## ABOUT THIS EXERCISE
From the line containing "Pop quiz! Can you mark the ear" down to the last line of the records below, restate each line word for word and leave out the rest.

## Saved entries

****************************************

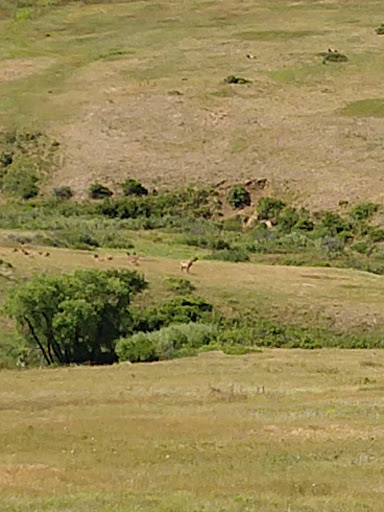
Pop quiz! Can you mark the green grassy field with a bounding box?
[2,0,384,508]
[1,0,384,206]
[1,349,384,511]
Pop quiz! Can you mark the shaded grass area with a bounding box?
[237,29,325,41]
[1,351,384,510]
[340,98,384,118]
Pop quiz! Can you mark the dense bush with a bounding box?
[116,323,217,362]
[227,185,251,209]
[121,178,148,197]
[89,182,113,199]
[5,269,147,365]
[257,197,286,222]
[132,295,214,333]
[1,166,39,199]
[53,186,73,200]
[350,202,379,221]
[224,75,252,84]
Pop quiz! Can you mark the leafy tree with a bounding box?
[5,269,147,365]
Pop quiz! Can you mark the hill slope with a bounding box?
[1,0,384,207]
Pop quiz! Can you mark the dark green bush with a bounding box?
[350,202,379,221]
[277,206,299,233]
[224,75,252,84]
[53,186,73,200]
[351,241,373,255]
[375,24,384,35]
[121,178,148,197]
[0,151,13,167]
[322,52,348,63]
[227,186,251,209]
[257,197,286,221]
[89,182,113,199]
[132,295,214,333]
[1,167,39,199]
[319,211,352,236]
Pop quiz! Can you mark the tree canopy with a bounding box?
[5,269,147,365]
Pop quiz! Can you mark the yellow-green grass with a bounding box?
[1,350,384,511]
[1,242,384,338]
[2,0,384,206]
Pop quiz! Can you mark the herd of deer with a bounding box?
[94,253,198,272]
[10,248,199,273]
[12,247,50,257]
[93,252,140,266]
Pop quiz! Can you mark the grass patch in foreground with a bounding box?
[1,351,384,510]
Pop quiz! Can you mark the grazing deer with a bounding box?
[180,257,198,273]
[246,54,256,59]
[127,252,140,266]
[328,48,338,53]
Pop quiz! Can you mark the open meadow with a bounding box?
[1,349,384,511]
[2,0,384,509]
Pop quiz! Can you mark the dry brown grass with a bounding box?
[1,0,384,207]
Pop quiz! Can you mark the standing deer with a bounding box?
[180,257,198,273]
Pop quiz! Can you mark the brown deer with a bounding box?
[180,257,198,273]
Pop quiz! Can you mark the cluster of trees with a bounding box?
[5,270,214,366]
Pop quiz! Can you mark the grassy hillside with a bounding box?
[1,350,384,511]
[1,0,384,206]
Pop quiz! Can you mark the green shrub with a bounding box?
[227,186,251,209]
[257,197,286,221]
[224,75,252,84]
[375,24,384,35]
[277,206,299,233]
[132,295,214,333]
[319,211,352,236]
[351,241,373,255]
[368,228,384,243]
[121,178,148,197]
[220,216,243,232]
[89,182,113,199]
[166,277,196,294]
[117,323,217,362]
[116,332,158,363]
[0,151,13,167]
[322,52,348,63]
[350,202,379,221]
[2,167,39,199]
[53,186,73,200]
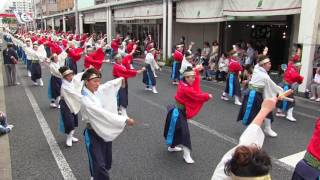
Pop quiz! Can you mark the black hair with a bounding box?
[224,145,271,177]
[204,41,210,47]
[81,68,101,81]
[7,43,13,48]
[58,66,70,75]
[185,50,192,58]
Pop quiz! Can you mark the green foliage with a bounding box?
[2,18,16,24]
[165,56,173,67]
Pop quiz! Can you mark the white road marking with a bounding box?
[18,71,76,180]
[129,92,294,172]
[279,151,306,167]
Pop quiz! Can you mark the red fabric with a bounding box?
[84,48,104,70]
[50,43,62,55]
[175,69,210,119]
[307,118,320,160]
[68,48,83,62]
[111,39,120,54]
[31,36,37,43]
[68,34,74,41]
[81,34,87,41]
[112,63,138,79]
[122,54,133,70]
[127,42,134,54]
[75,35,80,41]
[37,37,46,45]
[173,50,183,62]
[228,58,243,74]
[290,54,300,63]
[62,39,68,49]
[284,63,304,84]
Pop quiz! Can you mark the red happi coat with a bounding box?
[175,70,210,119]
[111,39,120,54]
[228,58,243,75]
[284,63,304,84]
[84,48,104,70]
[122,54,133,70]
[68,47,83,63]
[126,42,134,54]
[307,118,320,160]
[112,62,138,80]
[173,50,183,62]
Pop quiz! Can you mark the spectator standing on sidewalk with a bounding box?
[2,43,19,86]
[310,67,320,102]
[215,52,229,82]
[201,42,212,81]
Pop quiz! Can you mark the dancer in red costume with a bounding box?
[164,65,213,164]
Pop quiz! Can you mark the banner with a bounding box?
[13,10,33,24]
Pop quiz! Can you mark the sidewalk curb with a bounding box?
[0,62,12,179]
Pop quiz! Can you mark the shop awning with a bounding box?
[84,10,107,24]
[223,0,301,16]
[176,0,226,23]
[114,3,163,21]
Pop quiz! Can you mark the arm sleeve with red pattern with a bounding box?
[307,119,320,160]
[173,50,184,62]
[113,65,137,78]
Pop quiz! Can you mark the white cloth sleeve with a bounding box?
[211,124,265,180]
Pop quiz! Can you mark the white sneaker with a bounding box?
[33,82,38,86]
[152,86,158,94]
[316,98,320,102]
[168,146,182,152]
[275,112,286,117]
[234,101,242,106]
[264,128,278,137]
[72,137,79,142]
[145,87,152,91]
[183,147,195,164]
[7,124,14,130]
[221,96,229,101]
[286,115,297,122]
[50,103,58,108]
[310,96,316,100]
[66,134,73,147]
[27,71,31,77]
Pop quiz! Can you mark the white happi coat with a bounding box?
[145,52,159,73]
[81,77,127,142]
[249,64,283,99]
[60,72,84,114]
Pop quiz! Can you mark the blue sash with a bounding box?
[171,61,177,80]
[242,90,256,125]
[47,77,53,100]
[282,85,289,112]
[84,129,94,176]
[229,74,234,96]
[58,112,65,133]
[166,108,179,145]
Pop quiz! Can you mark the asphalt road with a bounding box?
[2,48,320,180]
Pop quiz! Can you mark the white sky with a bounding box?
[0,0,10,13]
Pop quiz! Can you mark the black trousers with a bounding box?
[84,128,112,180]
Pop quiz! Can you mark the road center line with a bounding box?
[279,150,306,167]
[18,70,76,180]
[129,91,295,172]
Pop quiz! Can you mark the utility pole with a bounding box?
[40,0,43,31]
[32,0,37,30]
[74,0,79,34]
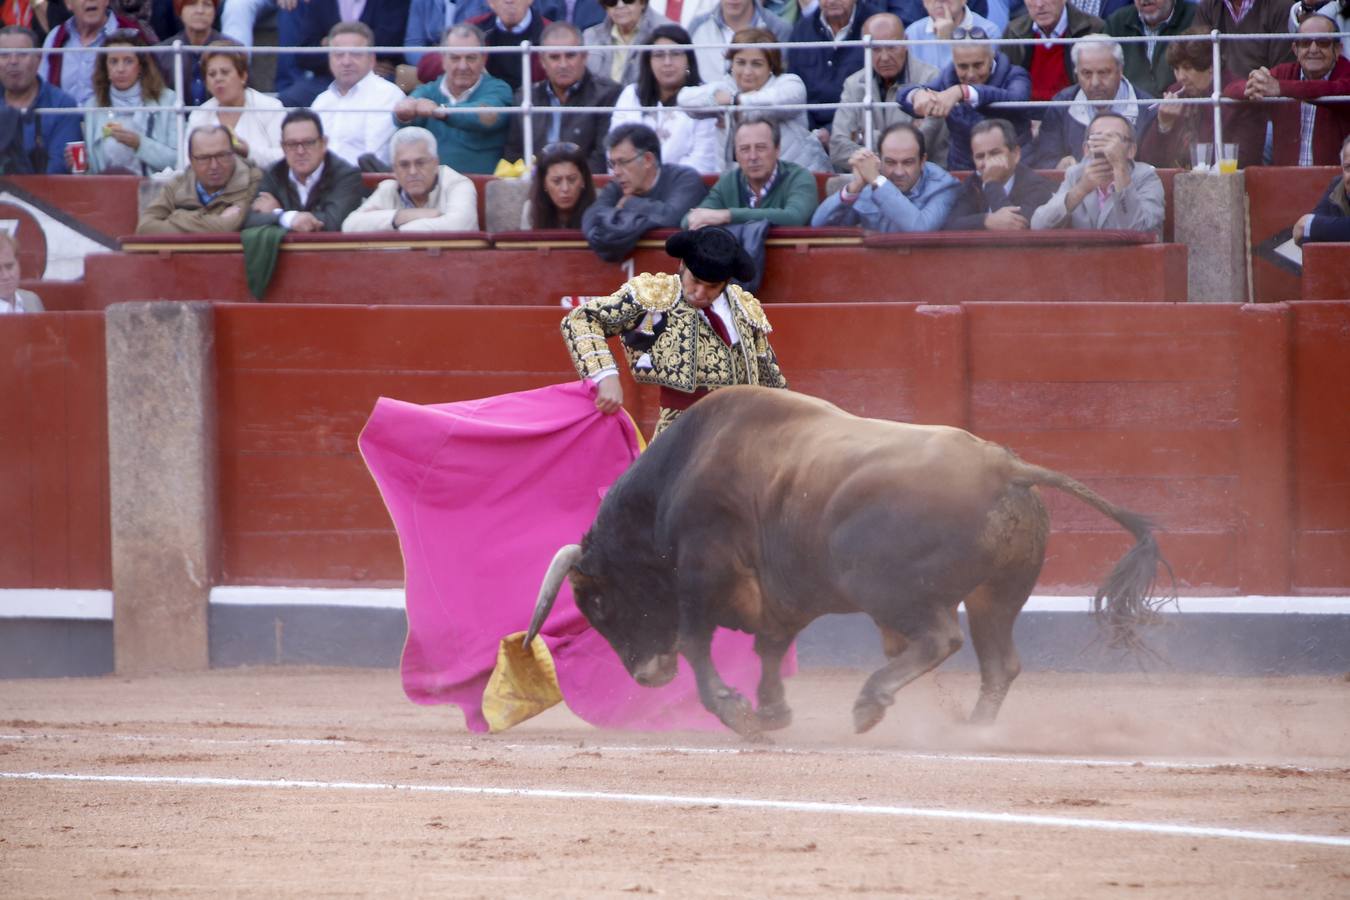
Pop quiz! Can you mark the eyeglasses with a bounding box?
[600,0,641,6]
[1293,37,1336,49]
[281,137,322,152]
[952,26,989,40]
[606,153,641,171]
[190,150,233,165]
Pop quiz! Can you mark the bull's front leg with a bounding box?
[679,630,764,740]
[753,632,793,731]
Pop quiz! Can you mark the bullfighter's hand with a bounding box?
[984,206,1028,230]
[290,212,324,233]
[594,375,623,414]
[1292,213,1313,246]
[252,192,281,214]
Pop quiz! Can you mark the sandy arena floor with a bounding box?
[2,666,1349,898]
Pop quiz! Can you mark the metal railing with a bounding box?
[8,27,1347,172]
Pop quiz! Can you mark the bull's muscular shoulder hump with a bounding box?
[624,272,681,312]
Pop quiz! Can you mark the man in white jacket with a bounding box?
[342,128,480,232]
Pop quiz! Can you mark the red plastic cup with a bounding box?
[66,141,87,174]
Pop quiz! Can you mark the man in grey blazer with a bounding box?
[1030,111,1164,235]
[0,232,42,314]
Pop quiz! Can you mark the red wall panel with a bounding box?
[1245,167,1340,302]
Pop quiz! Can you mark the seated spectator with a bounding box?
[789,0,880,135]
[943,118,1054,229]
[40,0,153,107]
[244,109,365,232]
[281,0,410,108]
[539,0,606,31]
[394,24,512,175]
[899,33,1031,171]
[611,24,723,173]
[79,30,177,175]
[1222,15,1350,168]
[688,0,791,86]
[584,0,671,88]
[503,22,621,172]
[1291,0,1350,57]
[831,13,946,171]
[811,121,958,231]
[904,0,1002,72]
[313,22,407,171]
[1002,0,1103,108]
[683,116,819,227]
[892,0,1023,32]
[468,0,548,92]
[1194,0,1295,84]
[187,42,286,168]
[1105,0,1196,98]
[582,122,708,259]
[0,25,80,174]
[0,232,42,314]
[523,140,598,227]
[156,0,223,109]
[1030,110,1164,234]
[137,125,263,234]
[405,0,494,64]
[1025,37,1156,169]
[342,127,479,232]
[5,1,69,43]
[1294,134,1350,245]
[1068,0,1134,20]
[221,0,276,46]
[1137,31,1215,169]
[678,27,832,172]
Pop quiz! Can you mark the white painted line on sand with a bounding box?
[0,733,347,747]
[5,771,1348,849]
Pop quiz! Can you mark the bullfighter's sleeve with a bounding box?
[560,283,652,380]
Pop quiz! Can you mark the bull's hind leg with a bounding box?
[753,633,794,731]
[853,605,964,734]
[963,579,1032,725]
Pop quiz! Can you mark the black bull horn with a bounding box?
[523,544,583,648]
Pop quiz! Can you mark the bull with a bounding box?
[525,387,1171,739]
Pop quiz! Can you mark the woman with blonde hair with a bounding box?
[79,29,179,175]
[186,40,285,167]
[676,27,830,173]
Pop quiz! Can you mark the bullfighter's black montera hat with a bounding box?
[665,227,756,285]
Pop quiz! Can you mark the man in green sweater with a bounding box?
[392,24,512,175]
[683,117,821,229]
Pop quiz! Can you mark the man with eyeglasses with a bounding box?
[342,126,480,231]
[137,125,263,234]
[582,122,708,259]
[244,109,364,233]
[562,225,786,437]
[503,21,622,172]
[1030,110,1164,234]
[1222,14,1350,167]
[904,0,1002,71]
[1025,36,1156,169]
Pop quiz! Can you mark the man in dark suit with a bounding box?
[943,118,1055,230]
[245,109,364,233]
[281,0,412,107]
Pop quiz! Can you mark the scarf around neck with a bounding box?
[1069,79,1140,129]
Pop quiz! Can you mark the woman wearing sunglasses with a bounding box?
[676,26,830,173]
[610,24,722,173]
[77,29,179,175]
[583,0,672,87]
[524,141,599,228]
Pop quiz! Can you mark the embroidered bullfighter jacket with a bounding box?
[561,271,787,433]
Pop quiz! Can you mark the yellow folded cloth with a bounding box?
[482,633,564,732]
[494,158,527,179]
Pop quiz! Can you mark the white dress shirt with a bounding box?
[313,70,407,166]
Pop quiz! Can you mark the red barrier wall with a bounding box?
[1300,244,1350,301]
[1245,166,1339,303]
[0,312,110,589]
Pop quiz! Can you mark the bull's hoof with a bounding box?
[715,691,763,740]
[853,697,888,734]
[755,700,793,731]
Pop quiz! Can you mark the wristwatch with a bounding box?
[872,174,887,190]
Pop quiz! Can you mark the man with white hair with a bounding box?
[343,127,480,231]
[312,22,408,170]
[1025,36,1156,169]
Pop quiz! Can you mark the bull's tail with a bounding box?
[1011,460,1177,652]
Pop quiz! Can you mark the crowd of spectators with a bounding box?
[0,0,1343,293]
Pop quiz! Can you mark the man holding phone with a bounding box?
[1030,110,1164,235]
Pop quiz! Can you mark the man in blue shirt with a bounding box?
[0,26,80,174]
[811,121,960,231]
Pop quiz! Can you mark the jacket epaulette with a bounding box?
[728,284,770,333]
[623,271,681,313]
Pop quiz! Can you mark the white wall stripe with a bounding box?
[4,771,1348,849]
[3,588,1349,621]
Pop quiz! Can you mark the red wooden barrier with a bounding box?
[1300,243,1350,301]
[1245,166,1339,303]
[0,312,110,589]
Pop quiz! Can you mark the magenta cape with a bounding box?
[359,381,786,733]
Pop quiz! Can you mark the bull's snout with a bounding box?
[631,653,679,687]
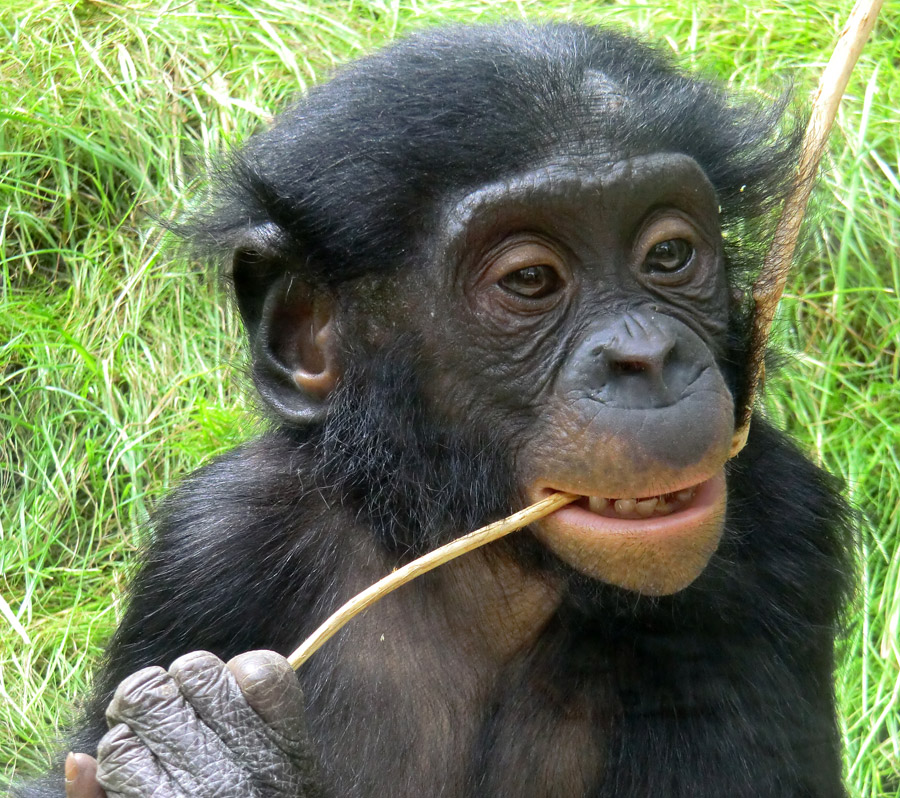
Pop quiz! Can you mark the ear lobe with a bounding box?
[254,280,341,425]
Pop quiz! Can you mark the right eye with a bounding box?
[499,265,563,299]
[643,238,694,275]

****************************************

## SOLUTION
Pop quiz! Can you mark the ear lobe with a bounding box?
[254,280,341,425]
Pop quiz! Can you mark the right eye with a bounding box?
[499,265,563,299]
[643,238,694,275]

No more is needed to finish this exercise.